READING PASSAGE:
2024
In a study named Breakthrough of the Year by Science magazine, the drug lenacapavir is found to be 100% effective at preventing HIV acquisition when used as twice-yearly injectable PrEP. The more than 5,000 cisgender adolescent girls in the study, conducted by Gilead Sciences, registered zero HIV infections. A second study among different populations shows 99.9% efficacy, and two other trials are ongoing.
Researchers announce that a German man, the “second Berlin Patient,” likely joins the six others who have been cured of HIV by a stem cell transplant. The patient has been in sustained remission for five and a half years after a transplant of donor cells with only a single “heterozygous” gene mutation for CCR5, meaning the donor cells were fully susceptible to HIV infection. Researchers are investigating what healing mechanisms may be at work in this case.

WORK TASK:
Write the next part of the HIV research timeline, continuing after its final sentence. The records come from a source unrelated to the HIV research timeline.

(Collected data entries)
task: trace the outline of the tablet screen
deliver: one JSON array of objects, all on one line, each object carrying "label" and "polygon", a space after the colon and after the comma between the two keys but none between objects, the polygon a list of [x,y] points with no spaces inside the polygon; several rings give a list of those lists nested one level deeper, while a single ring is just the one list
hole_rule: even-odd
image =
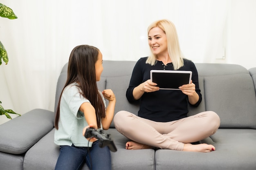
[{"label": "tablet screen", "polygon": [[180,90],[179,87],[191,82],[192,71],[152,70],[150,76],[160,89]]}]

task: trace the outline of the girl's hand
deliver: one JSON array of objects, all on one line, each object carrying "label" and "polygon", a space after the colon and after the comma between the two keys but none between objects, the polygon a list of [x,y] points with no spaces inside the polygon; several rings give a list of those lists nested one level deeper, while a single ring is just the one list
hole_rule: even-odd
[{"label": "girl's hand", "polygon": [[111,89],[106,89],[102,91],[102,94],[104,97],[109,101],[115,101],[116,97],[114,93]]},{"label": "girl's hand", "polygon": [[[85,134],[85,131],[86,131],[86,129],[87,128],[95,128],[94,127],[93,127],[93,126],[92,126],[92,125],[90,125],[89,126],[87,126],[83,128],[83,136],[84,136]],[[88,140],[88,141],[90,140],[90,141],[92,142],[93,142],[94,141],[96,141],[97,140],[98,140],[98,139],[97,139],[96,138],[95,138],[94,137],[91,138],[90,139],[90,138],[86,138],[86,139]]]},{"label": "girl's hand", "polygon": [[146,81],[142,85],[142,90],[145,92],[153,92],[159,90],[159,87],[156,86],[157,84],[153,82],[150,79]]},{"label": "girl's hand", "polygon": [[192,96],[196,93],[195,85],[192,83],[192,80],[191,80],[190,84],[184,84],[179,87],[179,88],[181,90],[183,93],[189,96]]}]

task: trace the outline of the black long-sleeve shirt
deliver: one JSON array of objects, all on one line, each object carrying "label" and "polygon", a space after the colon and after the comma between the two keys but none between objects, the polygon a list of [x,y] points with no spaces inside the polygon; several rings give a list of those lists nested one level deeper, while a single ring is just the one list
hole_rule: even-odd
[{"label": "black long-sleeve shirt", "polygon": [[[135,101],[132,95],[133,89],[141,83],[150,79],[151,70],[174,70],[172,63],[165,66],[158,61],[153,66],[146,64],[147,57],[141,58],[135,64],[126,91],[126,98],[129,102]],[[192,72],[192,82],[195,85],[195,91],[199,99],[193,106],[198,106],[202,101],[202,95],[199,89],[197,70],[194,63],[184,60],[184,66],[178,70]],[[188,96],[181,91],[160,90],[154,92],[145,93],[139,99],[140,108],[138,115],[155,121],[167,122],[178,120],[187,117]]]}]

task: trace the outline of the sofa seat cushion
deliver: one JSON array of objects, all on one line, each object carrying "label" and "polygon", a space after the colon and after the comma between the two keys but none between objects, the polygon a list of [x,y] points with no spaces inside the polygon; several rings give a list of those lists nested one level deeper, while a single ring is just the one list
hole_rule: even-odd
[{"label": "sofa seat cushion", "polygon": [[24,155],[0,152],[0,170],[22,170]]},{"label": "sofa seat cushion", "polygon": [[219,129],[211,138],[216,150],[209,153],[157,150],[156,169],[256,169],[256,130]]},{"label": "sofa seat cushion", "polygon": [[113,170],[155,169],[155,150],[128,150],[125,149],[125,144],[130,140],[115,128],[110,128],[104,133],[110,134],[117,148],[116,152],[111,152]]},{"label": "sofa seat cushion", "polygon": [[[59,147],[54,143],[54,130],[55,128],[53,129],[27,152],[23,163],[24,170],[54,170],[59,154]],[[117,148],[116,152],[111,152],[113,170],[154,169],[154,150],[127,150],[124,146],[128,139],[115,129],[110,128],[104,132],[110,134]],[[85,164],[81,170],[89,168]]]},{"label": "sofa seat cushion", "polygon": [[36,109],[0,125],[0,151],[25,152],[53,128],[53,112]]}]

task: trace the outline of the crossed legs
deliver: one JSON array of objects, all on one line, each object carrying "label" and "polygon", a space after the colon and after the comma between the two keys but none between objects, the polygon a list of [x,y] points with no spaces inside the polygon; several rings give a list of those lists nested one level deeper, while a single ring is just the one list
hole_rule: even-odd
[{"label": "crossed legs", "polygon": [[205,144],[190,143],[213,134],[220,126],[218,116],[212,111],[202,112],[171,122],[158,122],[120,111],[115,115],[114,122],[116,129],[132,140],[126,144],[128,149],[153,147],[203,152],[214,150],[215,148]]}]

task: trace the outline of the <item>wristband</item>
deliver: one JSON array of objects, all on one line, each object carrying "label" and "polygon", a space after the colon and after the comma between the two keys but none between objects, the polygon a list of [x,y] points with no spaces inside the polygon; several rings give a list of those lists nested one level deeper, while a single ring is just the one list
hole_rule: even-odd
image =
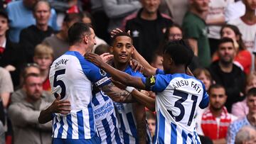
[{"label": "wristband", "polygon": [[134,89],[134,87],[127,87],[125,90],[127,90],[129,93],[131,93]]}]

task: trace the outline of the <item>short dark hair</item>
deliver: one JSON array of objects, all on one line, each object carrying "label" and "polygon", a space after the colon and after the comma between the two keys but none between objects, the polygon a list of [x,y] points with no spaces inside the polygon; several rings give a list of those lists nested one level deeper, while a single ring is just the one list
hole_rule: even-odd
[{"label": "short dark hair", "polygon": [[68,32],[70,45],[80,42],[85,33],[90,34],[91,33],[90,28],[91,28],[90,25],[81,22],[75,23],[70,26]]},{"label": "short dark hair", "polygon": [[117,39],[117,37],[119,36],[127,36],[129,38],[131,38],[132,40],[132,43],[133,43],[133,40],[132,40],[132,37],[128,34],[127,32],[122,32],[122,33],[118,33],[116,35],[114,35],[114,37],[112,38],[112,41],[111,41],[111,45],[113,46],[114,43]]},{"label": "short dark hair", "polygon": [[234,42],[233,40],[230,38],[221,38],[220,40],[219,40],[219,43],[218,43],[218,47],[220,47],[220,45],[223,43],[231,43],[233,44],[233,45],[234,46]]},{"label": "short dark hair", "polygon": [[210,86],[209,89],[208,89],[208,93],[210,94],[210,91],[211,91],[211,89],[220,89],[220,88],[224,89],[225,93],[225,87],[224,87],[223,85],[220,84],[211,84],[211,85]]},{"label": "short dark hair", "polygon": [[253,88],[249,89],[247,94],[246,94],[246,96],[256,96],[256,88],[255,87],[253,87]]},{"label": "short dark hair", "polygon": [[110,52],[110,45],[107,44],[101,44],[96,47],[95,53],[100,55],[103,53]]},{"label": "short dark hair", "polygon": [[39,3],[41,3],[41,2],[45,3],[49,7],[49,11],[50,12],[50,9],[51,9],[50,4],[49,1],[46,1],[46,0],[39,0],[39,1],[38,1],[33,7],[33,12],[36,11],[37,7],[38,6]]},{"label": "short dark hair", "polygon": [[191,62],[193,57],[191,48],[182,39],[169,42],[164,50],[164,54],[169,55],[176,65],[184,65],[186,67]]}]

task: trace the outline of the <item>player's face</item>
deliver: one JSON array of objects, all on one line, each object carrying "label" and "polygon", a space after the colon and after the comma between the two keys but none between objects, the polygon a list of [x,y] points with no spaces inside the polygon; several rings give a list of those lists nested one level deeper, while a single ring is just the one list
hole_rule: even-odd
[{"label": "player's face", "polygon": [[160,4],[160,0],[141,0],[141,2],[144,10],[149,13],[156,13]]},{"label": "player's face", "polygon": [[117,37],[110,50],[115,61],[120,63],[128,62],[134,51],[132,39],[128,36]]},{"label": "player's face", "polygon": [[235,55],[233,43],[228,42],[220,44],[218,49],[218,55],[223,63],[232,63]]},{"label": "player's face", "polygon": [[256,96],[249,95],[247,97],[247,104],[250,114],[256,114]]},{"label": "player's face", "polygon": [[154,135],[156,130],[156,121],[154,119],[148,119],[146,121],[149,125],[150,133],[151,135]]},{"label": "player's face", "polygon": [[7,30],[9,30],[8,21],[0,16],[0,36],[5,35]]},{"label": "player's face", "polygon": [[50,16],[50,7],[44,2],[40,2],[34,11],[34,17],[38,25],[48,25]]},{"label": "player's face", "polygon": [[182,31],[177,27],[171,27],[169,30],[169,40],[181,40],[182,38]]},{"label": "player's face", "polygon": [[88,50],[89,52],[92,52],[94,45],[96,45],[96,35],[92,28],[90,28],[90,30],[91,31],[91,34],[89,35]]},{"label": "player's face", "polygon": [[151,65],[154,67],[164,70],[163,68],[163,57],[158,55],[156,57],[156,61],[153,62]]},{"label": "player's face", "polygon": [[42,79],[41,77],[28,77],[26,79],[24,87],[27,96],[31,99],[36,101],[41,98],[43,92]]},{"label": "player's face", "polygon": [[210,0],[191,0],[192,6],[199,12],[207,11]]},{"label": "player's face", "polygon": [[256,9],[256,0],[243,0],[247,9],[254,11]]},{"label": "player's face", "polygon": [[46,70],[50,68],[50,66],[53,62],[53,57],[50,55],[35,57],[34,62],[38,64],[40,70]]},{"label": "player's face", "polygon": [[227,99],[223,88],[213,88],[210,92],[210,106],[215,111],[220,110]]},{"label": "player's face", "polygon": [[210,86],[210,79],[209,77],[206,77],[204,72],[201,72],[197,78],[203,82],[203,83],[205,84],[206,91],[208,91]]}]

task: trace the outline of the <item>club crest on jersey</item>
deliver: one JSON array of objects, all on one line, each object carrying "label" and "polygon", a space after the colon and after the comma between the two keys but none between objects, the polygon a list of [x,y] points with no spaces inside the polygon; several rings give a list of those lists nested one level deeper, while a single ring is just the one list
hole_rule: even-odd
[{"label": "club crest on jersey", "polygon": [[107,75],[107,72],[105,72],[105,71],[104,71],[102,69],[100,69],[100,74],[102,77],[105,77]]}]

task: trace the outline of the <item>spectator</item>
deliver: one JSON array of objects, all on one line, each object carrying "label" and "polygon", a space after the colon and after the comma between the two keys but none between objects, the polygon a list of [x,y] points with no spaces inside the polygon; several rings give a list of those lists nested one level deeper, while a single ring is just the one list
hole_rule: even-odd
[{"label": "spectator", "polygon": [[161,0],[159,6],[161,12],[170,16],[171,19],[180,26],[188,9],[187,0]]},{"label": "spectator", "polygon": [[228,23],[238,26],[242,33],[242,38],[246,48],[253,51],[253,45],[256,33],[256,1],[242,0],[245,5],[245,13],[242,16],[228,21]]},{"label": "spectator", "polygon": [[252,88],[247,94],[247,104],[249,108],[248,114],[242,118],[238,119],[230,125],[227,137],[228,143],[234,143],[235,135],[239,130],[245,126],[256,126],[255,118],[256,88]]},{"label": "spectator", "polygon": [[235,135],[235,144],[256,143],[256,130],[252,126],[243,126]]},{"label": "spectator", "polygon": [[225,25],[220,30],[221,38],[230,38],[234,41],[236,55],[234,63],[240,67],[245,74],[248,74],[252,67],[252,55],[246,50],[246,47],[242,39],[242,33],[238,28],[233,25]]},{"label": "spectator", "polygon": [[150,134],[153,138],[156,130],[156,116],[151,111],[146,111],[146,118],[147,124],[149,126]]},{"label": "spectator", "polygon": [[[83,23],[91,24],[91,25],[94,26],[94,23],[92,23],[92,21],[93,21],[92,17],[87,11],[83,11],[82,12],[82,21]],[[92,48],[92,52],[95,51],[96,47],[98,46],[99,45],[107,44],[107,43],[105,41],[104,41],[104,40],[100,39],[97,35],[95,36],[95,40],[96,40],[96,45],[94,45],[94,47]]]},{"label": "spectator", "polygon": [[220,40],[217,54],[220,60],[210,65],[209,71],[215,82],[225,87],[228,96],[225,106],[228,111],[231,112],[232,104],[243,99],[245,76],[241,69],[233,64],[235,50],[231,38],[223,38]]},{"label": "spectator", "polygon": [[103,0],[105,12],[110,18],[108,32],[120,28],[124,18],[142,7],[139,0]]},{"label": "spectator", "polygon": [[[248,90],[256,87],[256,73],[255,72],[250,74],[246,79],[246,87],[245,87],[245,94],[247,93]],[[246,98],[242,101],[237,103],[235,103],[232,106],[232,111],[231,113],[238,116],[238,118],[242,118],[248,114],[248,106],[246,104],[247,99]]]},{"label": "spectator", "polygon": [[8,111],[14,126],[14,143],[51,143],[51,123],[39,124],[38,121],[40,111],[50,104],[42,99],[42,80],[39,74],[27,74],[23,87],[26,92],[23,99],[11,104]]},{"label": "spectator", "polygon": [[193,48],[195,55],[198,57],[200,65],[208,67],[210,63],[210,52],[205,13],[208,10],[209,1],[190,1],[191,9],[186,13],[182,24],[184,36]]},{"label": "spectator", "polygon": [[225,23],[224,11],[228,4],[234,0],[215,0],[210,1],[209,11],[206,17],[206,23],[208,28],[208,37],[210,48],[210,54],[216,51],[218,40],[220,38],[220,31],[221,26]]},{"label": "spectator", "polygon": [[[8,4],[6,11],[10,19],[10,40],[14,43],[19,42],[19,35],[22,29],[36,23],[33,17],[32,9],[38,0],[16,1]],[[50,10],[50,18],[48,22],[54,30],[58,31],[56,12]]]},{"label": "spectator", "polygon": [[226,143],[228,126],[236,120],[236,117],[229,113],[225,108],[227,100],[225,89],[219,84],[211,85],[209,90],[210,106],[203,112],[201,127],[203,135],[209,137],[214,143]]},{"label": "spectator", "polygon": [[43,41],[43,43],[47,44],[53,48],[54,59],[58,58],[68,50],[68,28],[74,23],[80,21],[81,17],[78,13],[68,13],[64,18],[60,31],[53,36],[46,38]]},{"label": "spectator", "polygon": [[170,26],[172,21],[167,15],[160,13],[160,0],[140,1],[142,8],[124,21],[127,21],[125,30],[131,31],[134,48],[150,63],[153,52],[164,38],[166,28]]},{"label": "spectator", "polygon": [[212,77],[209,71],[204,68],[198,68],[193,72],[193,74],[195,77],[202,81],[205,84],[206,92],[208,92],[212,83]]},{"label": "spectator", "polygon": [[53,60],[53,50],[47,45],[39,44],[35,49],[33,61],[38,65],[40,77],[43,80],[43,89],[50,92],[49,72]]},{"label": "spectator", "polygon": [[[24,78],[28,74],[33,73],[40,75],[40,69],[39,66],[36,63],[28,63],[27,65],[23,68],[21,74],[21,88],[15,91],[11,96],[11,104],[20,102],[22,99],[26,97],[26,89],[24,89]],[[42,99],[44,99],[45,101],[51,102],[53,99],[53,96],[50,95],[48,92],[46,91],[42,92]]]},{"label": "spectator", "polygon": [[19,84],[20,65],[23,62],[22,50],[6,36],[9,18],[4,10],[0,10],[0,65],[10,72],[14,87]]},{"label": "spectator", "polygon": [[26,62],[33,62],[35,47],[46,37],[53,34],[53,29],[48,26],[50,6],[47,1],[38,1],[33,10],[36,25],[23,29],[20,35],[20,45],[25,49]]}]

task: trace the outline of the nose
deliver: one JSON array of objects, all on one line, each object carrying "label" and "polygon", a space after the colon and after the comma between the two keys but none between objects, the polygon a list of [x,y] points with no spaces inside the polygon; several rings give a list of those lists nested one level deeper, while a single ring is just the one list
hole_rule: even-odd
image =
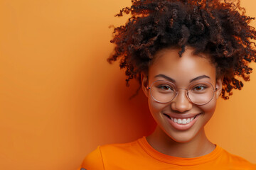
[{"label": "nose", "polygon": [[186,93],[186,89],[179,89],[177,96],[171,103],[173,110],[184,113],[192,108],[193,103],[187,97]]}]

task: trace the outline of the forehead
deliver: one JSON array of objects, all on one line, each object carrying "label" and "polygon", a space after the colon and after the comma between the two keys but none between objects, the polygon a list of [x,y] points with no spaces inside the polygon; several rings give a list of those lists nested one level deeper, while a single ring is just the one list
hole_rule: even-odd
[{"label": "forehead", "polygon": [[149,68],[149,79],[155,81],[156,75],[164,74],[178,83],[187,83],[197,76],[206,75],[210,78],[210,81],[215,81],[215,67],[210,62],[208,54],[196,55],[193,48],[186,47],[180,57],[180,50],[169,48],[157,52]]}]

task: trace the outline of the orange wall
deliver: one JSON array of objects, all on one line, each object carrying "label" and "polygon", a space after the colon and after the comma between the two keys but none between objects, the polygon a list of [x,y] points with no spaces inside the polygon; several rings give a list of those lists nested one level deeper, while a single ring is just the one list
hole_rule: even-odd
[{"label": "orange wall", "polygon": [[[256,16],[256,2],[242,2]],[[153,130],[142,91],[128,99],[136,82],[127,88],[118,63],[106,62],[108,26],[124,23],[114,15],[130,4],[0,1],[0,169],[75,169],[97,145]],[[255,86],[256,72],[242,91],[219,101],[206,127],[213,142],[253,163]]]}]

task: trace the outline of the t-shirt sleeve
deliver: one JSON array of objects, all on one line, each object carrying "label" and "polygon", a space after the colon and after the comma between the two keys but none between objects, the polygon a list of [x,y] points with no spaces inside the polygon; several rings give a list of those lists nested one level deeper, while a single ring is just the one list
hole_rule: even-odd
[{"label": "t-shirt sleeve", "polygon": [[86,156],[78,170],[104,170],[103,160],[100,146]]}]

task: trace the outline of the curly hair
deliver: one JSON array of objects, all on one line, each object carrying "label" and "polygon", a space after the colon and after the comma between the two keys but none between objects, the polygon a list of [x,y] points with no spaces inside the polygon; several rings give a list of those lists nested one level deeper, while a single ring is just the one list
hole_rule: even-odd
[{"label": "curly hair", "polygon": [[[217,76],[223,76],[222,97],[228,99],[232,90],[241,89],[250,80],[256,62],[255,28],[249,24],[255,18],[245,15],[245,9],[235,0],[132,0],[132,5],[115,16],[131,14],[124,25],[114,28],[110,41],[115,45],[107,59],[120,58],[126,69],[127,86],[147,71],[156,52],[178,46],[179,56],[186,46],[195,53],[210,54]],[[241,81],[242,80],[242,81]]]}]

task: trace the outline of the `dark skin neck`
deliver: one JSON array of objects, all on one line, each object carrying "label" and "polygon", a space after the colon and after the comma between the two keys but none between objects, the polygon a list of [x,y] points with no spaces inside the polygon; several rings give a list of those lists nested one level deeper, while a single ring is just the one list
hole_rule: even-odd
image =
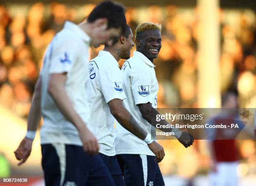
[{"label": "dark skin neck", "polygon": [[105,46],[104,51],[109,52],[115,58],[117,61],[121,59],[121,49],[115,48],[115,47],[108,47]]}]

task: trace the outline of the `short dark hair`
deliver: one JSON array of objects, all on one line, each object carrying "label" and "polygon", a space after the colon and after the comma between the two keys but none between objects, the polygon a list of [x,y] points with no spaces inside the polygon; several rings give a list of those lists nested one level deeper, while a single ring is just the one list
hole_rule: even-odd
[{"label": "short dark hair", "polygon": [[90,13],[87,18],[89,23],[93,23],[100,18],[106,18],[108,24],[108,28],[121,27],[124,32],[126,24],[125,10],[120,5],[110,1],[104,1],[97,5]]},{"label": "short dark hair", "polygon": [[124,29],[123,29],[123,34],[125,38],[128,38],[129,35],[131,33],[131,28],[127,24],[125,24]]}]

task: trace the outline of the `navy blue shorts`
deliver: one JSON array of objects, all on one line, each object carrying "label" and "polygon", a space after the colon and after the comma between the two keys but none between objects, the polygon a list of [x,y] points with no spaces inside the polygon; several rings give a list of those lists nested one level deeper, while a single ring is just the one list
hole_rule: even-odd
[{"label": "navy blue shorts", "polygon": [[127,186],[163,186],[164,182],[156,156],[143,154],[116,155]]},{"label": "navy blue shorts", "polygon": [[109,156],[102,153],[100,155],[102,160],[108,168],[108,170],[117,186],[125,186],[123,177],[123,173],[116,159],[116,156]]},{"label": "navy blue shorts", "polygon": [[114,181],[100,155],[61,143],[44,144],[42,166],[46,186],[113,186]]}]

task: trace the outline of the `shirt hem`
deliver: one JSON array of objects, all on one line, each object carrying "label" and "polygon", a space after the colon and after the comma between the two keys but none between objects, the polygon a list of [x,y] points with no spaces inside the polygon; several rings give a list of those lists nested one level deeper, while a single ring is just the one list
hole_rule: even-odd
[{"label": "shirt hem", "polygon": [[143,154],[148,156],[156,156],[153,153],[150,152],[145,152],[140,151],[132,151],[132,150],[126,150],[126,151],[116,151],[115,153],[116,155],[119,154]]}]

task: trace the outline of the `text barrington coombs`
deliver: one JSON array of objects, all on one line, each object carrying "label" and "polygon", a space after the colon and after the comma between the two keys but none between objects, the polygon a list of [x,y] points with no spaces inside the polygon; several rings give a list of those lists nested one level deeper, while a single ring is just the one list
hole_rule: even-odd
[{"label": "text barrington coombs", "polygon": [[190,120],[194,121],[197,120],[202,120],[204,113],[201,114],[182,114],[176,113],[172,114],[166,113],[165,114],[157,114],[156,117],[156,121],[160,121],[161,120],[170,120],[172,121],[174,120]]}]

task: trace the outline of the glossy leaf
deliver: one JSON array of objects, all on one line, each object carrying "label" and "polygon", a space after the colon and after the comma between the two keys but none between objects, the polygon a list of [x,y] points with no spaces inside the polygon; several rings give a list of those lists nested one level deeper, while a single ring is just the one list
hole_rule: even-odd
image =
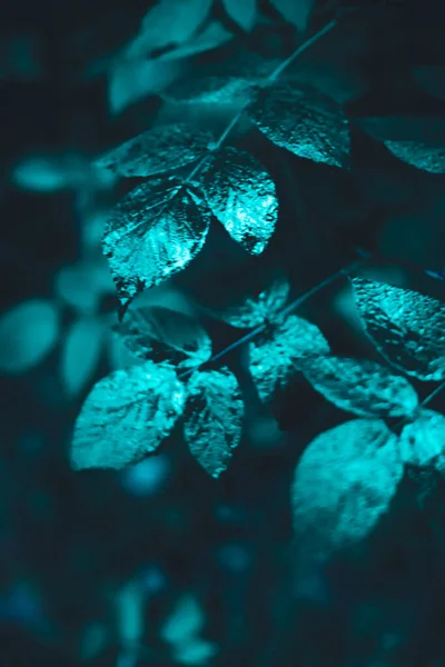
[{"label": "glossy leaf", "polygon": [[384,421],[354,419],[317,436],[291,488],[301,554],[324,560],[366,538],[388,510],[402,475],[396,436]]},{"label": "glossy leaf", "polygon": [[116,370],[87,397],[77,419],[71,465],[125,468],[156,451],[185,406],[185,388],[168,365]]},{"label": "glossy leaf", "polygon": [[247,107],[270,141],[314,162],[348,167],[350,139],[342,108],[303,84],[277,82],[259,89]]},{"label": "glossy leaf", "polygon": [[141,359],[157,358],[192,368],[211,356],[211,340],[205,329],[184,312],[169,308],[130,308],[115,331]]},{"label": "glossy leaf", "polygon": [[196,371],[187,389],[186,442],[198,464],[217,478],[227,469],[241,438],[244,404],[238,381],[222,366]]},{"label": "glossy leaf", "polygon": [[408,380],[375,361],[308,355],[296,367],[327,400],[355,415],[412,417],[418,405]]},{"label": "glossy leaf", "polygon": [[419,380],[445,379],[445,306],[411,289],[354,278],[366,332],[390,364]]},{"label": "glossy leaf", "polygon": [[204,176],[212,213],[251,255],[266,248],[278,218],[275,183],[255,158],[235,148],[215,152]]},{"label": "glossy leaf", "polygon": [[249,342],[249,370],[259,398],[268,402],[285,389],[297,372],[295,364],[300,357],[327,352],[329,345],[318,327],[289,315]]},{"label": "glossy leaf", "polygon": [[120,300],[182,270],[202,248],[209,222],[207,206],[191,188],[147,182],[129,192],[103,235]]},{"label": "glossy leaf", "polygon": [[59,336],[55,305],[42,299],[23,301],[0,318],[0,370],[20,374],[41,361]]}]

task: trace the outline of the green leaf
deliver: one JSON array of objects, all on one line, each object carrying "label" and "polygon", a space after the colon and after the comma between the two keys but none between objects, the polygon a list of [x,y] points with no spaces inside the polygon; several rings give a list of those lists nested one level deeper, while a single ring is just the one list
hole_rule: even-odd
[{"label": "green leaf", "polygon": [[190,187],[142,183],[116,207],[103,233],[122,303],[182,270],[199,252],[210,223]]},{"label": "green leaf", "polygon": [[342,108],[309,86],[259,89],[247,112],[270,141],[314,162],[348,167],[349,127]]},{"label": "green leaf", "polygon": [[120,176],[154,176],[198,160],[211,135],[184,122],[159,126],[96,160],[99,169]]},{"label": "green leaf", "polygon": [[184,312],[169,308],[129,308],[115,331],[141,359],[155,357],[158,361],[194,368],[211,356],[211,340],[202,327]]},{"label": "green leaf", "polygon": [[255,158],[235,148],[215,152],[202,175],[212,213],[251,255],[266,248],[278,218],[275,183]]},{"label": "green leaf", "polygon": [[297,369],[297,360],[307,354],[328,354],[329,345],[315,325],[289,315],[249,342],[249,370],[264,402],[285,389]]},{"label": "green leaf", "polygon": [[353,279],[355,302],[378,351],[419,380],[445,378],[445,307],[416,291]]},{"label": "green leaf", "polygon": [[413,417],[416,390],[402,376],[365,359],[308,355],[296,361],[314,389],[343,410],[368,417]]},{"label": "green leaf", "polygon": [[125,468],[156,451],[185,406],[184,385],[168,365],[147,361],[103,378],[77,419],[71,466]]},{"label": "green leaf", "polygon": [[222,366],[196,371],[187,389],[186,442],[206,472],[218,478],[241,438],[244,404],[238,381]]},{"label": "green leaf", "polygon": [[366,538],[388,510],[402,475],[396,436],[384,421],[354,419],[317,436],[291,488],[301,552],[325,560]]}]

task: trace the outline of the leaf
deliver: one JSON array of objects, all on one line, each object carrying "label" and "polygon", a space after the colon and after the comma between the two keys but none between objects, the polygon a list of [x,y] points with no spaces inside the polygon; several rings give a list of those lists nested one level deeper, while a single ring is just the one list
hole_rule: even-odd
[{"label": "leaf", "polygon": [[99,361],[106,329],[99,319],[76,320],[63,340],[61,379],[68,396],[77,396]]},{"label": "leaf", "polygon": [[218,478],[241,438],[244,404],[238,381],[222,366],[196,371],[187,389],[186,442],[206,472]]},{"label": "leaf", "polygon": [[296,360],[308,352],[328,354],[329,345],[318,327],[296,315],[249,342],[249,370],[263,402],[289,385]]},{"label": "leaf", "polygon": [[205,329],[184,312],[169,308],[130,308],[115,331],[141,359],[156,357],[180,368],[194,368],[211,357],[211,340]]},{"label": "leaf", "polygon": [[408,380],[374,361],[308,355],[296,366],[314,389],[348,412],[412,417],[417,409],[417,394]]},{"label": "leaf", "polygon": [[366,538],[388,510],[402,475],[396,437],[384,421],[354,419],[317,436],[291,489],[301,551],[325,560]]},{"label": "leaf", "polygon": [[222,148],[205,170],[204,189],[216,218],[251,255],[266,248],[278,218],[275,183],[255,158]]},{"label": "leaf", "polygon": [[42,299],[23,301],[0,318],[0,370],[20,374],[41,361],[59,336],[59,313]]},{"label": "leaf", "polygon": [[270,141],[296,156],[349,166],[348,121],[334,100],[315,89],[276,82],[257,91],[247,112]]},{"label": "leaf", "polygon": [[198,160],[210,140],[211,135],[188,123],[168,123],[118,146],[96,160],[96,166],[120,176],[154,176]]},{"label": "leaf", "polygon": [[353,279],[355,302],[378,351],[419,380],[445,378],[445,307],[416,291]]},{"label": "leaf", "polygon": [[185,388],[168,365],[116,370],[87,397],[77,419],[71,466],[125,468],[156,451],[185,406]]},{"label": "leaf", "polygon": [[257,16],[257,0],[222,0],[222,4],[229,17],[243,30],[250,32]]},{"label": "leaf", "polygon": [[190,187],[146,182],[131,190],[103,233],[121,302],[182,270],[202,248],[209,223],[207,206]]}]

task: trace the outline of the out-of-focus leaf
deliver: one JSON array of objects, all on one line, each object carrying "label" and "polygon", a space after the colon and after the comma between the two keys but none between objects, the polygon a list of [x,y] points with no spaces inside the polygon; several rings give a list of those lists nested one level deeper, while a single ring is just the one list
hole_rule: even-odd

ANSWER BOX:
The IMPAACT P1115 study shows that early treatment may reduce the HIV reservoir and lay the groundwork for a functional cure, particularly for children. Researchers monitored 54 infants who acquired HIV in the womb and initiated ART within 48 hours after birth. Among six children who underwent a treatment interruption, four have been able to sustain remission of HIV for at least a year..
A clinical trial of EBT-101, a CRISPR gene therapy developed by Excision BioTherapeutics, finds that it does not prevent HIV viral rebound. Researchers, who will continue trials with a higher dosing of EBT-101 and a different delivery method, do establish that a gene-editing intervention could be safe and well tolerated.
Respected health journalism and HIV/AIDS informational resource aidsmap/NAM Publications shutters after 37 years, and AIDS/LifeCycle, an annual 545-mile bicycle ride to raise funds for San Francisco AIDS Foundation and the Los Angeles LGBT Center, announces that, after 30 years, 2025 will be its last.
Billionaire businessman Terry Ragon and wife Susan donate $400 million for HIV cure research at the eponymous Ragon Institute in Cambridge, Massachusetts. Researchers, including past amfAR grantees, will focus on replicating the supercharged immune systems of “elite controllers,” people living with HIV who can control the virus without antiretroviral therapy.
A U.S. district judge rules that the U.S. military cannot bar people living with HIV with an undetectable viral load from serving in the armed forces.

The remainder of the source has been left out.